# [Vorgegebener Text]
Gefährdete, das heisst zu meidende
Standorte sind: einzeln stehende Bäume und
Baumgruppen, Waldränder mit hohem
Bäumen. Aussichtstürme und andere Objekte auf
freiem Feld, Berggipfel und Berggrate,
Freileitungsmasten, hohe Kräne, Schwimmbäder
und Seen (besonders deren Ufer), ungeschützte
Zelte und Boote mit Metallmasten,
Aufenthalt neben Auto oder neben Weidezäunen,
Tragen überragender Gegenstände
(Pickel, Ski, Fischerrute), Anlehnen
an Felswände.
So schützt man sich vor Blitzschlag
Am sichersten ist man in Wohnhäusern,
Stahlskelettbauten, Baracken mit
zusammenhängenden Blechwänden
und -decken, in Autos mit Ganzmetallkarosserie,
Traktoren mit Metalldach, Eisenbahnwagen,
Ganzmetallwohnungen, in Metallkabinen von
Seilbahnen, Schiffen oder Lastwagen,
in Höhlen, wo man stehen kann (ohne dass der
Kopf zu nahe an die Decke kommt),
im Innern eines Waldes mit gleichmässig hohem
Baumbestand, jedoch nicht in der Nähe
einzelner Bäume oder herabhängender Aeste.
Notlösungen bei Ueberraschungen
findet man im Innern von Hütten, Kapellen, Scheunen
(aber nicht an Aussenwände anlehnen),
unter Freileitungen (jedoch nicht in der Nähe von
Masten), durch Niederhocken mit geschlossenen
Füssen in Bodenmulden, Hohlwegen
oder am Fuss von Felsvorsprüngen
(geschlossene Füsse deshalb, damit nicht via
gespreizte Beine eine sogenannte Schrittspannung
entstehen kann).
Was tun bei Blitzunfall?
Sofern der Unfall nicht tödlich
ist, muss sofort mit Wiederbelebungs- und
Erste-Hilfe-Massnahmen begonnen werden:
Mund-zu-Mund-Beatmung, äussere
Herzmassage, Seitenlagerung, vor Unterkühlung
schützen. Abdecken von
Verbrennungen mit sauberer Gaze, sofort
den Arzt rufen und bis zu seinem Eintreffen mit
Wiederbelebungsmassnahmen fortfahren.
Kleiner Trost: Die Chance, vom Blitz je
getroffen zu werden, ist laut Wahrscheinlichkeitsrechnung
für den einzelnen Menschen
verschwindend klein....
Blitzforschung von Weltruf
Auf dem Monte San Salvatore im Tessin
schlummert seit langer Zeit ein seltsames, einst
weltberühmtes Institut im Dornröschenschlaf:
Hier war während über drei Jahrzehnten
das Phänomen Blitz erforscht
worden. Die Schweizer Blitzforschung nahm ihren Anfang
vor mehr als fünfzig Jahren entlang
von Hochspannungsleitungen. Damit eng verbunden
ist der Name des heute 93jährigen,
in Zollikon lebenden Professors Karl Berger. Er war
Leiter des Messstation auf dem San
Salvatore und zugleich Dozent für
Hochspannungstechnik an der ETH. Dass
die Schweizer Blitzforschung weltweite
Anerkennung genoss, bewiesen die Einladungen
Professor Bergers, auch bekannt unter
dem Namen “Vater des Blitzes”, bis
nach Uebersee sowie seine beiden Ehrendoktortitel
von der Technischen Hochschule München
und der Universität Uppsala.

# [Aufgabe]
Bitte nennen Sie die beiden Hochschulen, die Professor Karl Berger laut dem Text über Blitze einen Ehrendoktortitel verliehen haben.

# [Daten]
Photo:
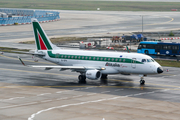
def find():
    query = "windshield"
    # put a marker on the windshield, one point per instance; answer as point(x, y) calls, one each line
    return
point(147, 60)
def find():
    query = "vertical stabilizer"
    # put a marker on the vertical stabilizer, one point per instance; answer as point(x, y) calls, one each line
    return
point(41, 39)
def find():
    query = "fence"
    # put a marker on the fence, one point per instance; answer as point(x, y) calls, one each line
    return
point(24, 16)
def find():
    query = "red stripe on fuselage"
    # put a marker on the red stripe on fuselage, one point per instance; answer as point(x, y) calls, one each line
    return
point(42, 45)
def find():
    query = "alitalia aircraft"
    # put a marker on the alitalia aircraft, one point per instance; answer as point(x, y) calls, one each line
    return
point(92, 64)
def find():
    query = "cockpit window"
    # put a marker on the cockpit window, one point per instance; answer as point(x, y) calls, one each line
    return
point(143, 60)
point(150, 60)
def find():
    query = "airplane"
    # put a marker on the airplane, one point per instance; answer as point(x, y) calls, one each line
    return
point(93, 65)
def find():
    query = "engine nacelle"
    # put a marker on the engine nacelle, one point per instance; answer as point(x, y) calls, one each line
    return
point(93, 74)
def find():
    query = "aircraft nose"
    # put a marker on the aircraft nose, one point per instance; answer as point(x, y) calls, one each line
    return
point(159, 70)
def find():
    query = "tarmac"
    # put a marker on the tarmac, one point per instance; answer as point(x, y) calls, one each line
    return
point(36, 94)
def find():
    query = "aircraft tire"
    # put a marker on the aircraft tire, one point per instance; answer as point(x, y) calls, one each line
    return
point(142, 82)
point(146, 52)
point(104, 76)
point(82, 79)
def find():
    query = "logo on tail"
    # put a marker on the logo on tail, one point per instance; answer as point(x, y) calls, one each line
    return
point(41, 39)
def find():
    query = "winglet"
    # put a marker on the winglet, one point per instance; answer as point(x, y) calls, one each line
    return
point(21, 61)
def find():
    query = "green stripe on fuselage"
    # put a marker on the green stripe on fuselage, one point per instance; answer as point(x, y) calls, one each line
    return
point(92, 58)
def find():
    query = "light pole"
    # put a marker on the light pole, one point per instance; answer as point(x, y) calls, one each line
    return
point(142, 24)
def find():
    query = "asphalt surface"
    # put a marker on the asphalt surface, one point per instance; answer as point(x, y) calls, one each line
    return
point(36, 94)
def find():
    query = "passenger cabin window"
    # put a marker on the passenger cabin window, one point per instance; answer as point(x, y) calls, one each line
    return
point(143, 60)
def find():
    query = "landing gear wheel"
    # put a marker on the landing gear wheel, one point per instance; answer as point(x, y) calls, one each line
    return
point(82, 79)
point(142, 82)
point(104, 76)
point(103, 79)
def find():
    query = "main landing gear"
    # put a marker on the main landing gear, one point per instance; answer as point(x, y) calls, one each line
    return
point(104, 79)
point(142, 81)
point(82, 79)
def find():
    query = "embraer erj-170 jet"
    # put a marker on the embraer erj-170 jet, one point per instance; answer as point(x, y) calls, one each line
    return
point(92, 64)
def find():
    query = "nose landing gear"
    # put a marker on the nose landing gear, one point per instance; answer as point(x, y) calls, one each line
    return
point(142, 81)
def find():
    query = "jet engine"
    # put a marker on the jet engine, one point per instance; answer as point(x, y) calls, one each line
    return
point(93, 74)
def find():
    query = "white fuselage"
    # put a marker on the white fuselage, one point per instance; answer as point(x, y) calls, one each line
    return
point(113, 62)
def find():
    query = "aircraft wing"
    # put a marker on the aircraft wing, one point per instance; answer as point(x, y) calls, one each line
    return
point(64, 67)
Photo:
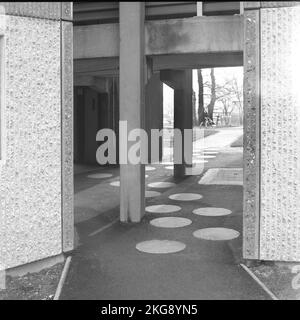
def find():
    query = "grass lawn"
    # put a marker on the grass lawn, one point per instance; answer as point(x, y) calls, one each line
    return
point(207, 132)
point(238, 142)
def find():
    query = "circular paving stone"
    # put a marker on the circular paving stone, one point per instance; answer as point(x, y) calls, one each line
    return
point(99, 175)
point(186, 196)
point(115, 183)
point(170, 222)
point(150, 168)
point(216, 234)
point(163, 208)
point(161, 184)
point(212, 212)
point(150, 194)
point(160, 246)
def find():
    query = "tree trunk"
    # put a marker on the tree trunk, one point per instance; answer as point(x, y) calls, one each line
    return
point(200, 99)
point(211, 105)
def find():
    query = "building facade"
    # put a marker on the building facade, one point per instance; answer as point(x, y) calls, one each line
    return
point(123, 52)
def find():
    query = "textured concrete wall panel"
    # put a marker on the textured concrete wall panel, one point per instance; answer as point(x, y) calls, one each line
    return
point(280, 134)
point(251, 136)
point(30, 181)
point(47, 10)
point(67, 135)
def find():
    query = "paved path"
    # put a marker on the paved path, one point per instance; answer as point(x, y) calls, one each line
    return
point(107, 265)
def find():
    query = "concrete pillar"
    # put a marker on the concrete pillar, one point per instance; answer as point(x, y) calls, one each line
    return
point(181, 82)
point(154, 109)
point(132, 101)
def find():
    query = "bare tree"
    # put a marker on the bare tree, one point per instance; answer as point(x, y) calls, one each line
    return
point(201, 114)
point(228, 93)
point(213, 97)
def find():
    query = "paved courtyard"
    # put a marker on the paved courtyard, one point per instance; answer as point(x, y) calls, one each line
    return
point(192, 253)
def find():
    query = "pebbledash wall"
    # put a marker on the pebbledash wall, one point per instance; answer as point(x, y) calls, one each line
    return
point(36, 187)
point(272, 131)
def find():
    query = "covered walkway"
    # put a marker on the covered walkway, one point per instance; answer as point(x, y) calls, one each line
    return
point(107, 264)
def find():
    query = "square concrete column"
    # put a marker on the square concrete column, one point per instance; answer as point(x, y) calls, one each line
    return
point(132, 102)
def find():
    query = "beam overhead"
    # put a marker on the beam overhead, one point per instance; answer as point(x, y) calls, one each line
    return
point(174, 36)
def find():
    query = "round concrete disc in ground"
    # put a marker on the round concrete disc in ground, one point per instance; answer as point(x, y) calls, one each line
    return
point(161, 184)
point(150, 194)
point(115, 183)
point(212, 212)
point(218, 234)
point(163, 208)
point(160, 246)
point(99, 175)
point(150, 168)
point(186, 196)
point(170, 222)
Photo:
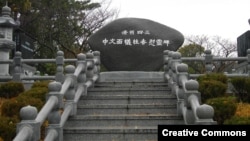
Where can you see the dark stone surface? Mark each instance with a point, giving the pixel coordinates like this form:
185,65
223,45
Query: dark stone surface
148,39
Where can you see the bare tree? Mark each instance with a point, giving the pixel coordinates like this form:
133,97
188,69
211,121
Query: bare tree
220,48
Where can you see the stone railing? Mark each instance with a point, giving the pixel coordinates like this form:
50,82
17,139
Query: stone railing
186,90
208,60
64,94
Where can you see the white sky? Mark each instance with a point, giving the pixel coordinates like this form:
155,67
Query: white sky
225,18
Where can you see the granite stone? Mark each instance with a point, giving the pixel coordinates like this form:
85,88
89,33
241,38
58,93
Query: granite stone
134,44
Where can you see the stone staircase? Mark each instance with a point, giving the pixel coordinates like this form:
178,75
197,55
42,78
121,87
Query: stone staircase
123,111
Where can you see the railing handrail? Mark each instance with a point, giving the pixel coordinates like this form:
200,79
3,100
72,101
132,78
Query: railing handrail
64,95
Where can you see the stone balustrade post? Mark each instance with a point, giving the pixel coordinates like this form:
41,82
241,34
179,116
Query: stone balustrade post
182,77
28,115
70,93
81,59
248,62
196,113
170,73
90,67
97,59
166,65
17,65
208,61
176,59
59,66
54,117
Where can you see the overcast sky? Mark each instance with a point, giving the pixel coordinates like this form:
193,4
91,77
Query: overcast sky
225,18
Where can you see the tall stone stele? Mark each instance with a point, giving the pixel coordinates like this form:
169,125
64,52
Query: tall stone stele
7,24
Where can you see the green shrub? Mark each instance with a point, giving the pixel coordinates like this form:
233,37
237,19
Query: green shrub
236,120
11,89
211,89
224,108
11,108
241,88
36,92
7,128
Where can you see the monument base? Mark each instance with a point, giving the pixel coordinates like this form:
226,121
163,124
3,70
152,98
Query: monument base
131,76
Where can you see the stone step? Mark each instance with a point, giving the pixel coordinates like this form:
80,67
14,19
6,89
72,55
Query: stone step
124,120
110,133
131,84
127,89
128,92
127,99
126,109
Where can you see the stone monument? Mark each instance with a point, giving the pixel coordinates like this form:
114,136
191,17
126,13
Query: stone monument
134,44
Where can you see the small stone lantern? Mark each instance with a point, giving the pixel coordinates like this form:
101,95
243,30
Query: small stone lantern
7,24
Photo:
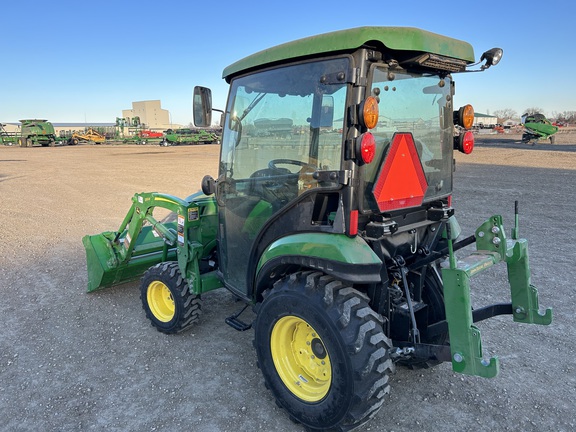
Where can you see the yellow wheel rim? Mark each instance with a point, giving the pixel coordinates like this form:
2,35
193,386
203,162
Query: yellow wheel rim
160,301
301,359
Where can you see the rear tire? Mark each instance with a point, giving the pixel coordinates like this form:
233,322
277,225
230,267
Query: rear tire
167,300
322,351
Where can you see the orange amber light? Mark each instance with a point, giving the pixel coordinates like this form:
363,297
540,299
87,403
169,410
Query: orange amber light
467,116
370,112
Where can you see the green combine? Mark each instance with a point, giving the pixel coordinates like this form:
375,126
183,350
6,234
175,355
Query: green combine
537,127
332,217
37,131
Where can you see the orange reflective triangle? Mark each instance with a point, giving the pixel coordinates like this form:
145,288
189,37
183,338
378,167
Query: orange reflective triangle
401,181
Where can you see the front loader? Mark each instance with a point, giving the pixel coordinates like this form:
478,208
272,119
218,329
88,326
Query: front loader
340,231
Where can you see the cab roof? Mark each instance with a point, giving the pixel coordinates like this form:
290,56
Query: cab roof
393,38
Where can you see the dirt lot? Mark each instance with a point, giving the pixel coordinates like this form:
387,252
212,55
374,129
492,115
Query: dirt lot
72,361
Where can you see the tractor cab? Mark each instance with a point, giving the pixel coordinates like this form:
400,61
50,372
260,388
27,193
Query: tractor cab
342,142
331,215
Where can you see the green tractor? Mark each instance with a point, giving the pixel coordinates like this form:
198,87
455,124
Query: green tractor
37,131
339,234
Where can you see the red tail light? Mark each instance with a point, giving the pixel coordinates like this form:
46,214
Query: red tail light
353,229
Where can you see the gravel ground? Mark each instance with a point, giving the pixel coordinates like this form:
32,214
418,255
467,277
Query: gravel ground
72,361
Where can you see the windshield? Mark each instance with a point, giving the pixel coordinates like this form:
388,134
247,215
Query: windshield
420,105
286,120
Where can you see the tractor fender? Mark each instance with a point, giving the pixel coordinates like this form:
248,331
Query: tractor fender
349,259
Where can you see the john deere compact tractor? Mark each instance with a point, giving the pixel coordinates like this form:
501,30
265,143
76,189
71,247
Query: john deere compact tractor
339,231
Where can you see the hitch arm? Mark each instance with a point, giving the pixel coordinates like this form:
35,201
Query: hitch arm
492,248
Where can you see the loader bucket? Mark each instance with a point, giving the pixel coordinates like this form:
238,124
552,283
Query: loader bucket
101,260
104,258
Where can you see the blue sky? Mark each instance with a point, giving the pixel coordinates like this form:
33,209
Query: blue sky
87,61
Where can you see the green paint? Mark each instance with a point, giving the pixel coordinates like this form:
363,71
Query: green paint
492,248
122,256
332,247
394,38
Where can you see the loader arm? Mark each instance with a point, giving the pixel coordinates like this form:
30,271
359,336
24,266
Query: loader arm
142,241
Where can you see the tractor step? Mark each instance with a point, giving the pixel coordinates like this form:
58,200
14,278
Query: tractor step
236,323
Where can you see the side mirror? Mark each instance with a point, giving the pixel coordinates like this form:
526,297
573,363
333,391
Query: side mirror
208,185
202,106
492,57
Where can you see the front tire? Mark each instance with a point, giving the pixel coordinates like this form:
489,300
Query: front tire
322,351
167,300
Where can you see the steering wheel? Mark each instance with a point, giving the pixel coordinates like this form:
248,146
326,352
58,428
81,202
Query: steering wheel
272,164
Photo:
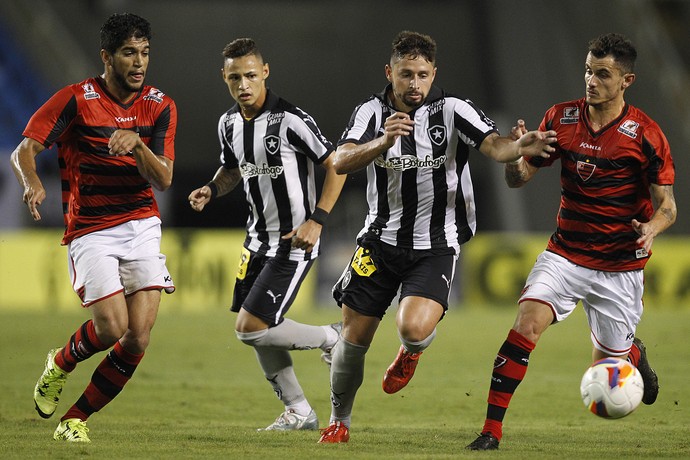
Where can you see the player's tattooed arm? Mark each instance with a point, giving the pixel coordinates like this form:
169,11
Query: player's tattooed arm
518,173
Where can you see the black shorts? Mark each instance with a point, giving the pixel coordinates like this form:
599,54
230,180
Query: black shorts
267,286
377,270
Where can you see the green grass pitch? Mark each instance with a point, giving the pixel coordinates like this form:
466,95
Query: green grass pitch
199,393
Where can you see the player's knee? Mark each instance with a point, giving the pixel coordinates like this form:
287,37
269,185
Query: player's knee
110,331
251,338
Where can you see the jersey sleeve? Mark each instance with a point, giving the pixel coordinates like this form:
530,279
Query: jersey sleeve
306,137
227,155
656,148
53,118
472,124
164,129
363,125
547,123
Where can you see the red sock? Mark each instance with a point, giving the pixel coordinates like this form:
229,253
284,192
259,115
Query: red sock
106,382
83,344
634,355
510,368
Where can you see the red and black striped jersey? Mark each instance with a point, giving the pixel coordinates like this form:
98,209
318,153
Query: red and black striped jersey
605,180
100,190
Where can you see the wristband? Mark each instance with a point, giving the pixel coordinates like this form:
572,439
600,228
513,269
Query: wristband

# [Lösung]
Die Technische Hochschule München und die Universität Uppsala.